### CONSIGNE
Prolongez le texte sur les expressions imagées communes au français et au créole seychellois, en reprenant juste après sa dernière phrase.

### EXTRAIT
+ + +
Célébrons la francophonie seychelloise 2021 à la saveur des expressions imagées |06 July 2021
Aujourd’hui nous allons découvrir des expressions imagées en français et en créole qui partagent le même sens et les mêmes images.
Avoir peur de son ombre (F) = Avoir peur des moindres choses, personne molle, peureuse et sans caractère, extrêmement timide, excessivement craintif. « Per son lonbraz ». En dimoun ki per tou keksoz, kapon. (K)
L’origine de cette expression française est peu connue. Toutefois on peut comprendre combien l’effet de l’ombre peut entraîner une certaine peur ou frayeur chez une personne surtout en pleine obscurité.
Selon certaines sources, l’équivalent anglais de cette expression « to be afraid of one’s own shadow » existe en langue anglaise depuis le XV1e S. et probablement d’autres expressions ayant cette même image.
Dans Richard III (vers 1513), Sir Thomas More écrit: «Qui peut la laisser craindre sa propre ombre » (traduit par MRH). Quelques années plus tard, Erasme cite Platon comme ayant dit la même chose en grec des centaines d'années auparavant. Henry David Thoreau pour sa part, a utilisé cette expression pour décrire la timidité des élus de la ville de Concorde. Il s’agissait de la pendaison de John Brown en 1859 quand ils ont refusé de sonner la cloche de la paroisse. (idioms.thefreedictionary.com).
+ + +
### MATÉRIEL FOURNI
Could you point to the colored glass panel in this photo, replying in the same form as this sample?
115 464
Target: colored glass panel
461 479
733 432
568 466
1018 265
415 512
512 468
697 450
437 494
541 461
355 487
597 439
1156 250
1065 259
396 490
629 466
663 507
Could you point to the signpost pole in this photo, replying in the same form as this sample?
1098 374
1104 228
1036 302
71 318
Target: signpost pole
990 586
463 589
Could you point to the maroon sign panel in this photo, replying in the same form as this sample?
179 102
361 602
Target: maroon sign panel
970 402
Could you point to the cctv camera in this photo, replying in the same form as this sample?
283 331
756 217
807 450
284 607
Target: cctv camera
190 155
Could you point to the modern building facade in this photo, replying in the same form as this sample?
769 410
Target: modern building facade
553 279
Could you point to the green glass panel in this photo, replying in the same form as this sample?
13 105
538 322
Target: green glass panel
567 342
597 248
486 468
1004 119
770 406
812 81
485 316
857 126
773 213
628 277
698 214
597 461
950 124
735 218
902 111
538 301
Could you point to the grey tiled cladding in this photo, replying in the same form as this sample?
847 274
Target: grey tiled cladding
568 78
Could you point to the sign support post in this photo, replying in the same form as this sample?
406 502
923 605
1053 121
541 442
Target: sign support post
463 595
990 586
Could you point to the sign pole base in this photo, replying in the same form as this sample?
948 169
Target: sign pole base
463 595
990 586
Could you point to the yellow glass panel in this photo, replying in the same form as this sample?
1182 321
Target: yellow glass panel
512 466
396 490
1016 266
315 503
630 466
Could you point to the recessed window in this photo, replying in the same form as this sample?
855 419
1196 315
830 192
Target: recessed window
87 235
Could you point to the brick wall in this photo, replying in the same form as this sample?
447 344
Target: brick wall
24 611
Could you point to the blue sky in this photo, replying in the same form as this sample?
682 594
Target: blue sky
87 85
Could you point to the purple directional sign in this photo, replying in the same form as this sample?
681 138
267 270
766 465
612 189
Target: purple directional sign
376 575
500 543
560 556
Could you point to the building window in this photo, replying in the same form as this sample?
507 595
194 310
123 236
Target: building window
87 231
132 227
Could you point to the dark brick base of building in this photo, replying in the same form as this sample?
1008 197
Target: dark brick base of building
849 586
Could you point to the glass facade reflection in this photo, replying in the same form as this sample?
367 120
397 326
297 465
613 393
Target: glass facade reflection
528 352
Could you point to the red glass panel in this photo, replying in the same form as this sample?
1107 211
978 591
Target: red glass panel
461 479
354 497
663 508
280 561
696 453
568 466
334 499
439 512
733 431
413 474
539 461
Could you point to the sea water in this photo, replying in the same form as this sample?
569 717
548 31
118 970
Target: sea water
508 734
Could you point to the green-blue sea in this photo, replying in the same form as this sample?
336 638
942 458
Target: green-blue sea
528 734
+ + +
### RÉPONSE ATTENDUE
La plupart des expressions contenant le mot ombre ont une connotationplutôt négative. « Courir après son ombre » signifie qu’une personne, se livre à des chimères, perd son temps à chercher une chose impossible. « Suivre quelqu'un comme son ombre » veut dire suivre fidèlement un autre, sans le quitter d’un pas, « mettre quelqu’un à l’ombre » c’est l’enfermer, l’emprisonner.
Ne pas y aller par quatre chemins (F) =Aller droit, directement au but sans détour, parler franchement, ne pas hésiter, agir directement, brutalement.
« Pa pas par kat semen ». Al direkteman san detour lo size konversasyon, koz fran. (K)
L’expression « Ne pas y aller par quatre chemins » date du XVIIe S. Elle fait allusion au fait d'aller droit au but en ne suivant qu'un seul chemin, sans détour, pour y arriver le plus rapidement possible. On l'emploie donc pour parler d'une personne efficace qui ne perd pas de temps (www.linternaute.com)
Le nombre quatre dans cette expression française est lié au concept de carrefour ou de croisée (www.expressions-francaises.fr).
Le mot quatre, comme les mots dix, cent, mille, s’emploie fort souvent pour signifier un pluriel indéterminé. On trouve dans le recueil de proverbes dramatiques de Carmontel : Je n’y vais pas par quatre chemins, moi, j’aime la franchise (www.france-pittoresque.com).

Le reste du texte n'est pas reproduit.